Isso coloca a tarefa numa dimensão quase infinita.
Não diria um objeto quase infinito, mas virtualmente infinito. O objeto específico e concreto do Arquivo Nacional de Som é precisamente essa dimensão de património português, ou ligado à língua portuguesa.
Gravação mais antiga é de 1900
E qual é o documento sonoro mais antigo que têm na posse do Arquivo?
O arquivo ainda não existe. Neste momento somos uma estrutura de missão que está a preparar e vai entregar para a semana o relatório que servirá de alicerce para a estrutura a criar. Já está assinado um acordo para a instalação física desta estrutura arquivística, mas respondendo à sua pergunta há uma referência a uma sessão de gravação como a mais antiga que data de 1900 feita por um técnico inglês para a Gramophone Company no Porto. É a gravação mais antiga, são canções e peças acompanhadas com pequenos agrupamentos. Sabemos quem as detém e os originais estão em Inglaterra. Há alguns exemplares em Portugal na posse de privados. Também sabemos, em resultado do inquérito que levamos a cabo para conhecer a realidade e fazer o levantamento do património sonoro que há possíveis gravações anteriores, a 1900.

Exercício proposto 1:
Responda às perguntas sobre o excerto do Arquivo Nacional de Som:
(a) Qual é o ano da sessão de gravação referida como a mais antiga?
(b) Em que país estão os originais dessa gravação?
(c) O que vai a estrutura de missão entregar na semana seguinte?
Exercício proposto 2: Devolva, do excerto do Arquivo Nacional de Som, o trecho que vai de "Não diria um" até "à língua portuguesa.", sem qualquer alteração.
Exercício proposto 3: Retome o excerto do Arquivo Nacional de Som a partir da última frase apresentada.

Informação fornecida:
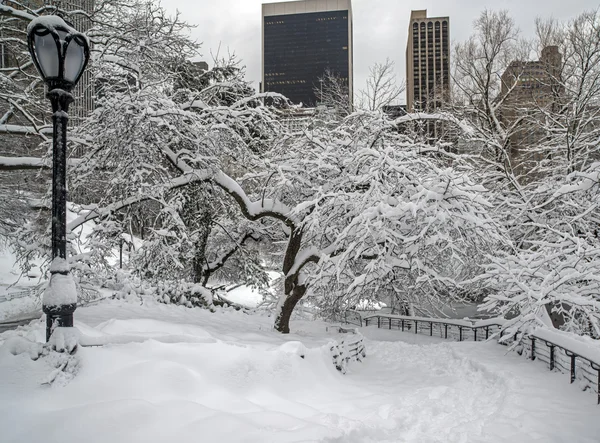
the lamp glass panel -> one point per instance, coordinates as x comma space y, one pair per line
74, 59
47, 54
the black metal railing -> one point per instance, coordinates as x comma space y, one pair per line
351, 348
579, 364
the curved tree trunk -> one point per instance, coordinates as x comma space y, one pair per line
293, 291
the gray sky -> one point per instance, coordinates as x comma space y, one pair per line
380, 26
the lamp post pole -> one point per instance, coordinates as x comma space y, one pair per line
60, 54
59, 270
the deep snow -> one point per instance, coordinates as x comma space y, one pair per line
241, 383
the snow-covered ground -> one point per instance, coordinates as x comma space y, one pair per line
227, 377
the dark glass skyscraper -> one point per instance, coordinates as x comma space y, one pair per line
301, 40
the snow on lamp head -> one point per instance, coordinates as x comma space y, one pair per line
59, 52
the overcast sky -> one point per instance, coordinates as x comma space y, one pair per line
380, 26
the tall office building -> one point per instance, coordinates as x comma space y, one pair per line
528, 87
300, 41
427, 62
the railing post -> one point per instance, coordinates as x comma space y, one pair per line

Resultado do exercício 1:
(a) 1900.
(b) Em Inglaterra.
(c) O relatório que servirá de alicerce para a estrutura a criar.

Resultado do exercício 2:
Não diria um objeto quase infinito, mas virtualmente infinito. O objeto específico e concreto do Arquivo Nacional de Som é precisamente essa dimensão de património português, ou ligado à língua portuguesa.

Resultado do exercício 3:
Serão de quando essas gravações mais antigas ainda?
Sabemos que a tecnologia está disponível desde os anos 70 do século XIX, desde 1870 e obviamente que não há uma prática difundida de gravação até à primeira década do século XX, mas a partir daí temos uma história que começa a ser mais ou menos conhecida. Temos depois, o grande impulso de gravação através da Emissora Nacional, fora já do contexto das gravações feitas normalmente por técnicos estrangeiros que vinham a Portugal e que depois vendiam no contexto português, com reportório português de canções que as pessoas conheciam sobretudo do teatro de revista. Depois começa a Emissora Nacional e somos um país que por contingências históricas adotou muito rapidamente modelos e sistemas de gravação. Temos, por isso, um universo de gravações muito significativo. Vão ser tratadas, vamos apoiar as instituições que têm estas estruturas e tentar dar uma resposta definitiva que seja sustentável e eficaz na preservação e divulgação deste património.
Depois de entregarem esse relatório da estrutura de missão ao Ministério da Cultura, passam a outra fase de trabalho do Arquivo Nacional do Som?
Esta estrutura tem algumas implicações tecnológicas e até exigências físicas e por isso entraremos numa segunda fase. Cumpriu-se a primeira grande fase. Sabemos o que existe, como existe e onde está o património sonoro em Portugal. Agora entramos na segunda fase. Já está selecionado o local onde vai ser instalada a estrutura física, de depósitos e laboratórios de digitalização.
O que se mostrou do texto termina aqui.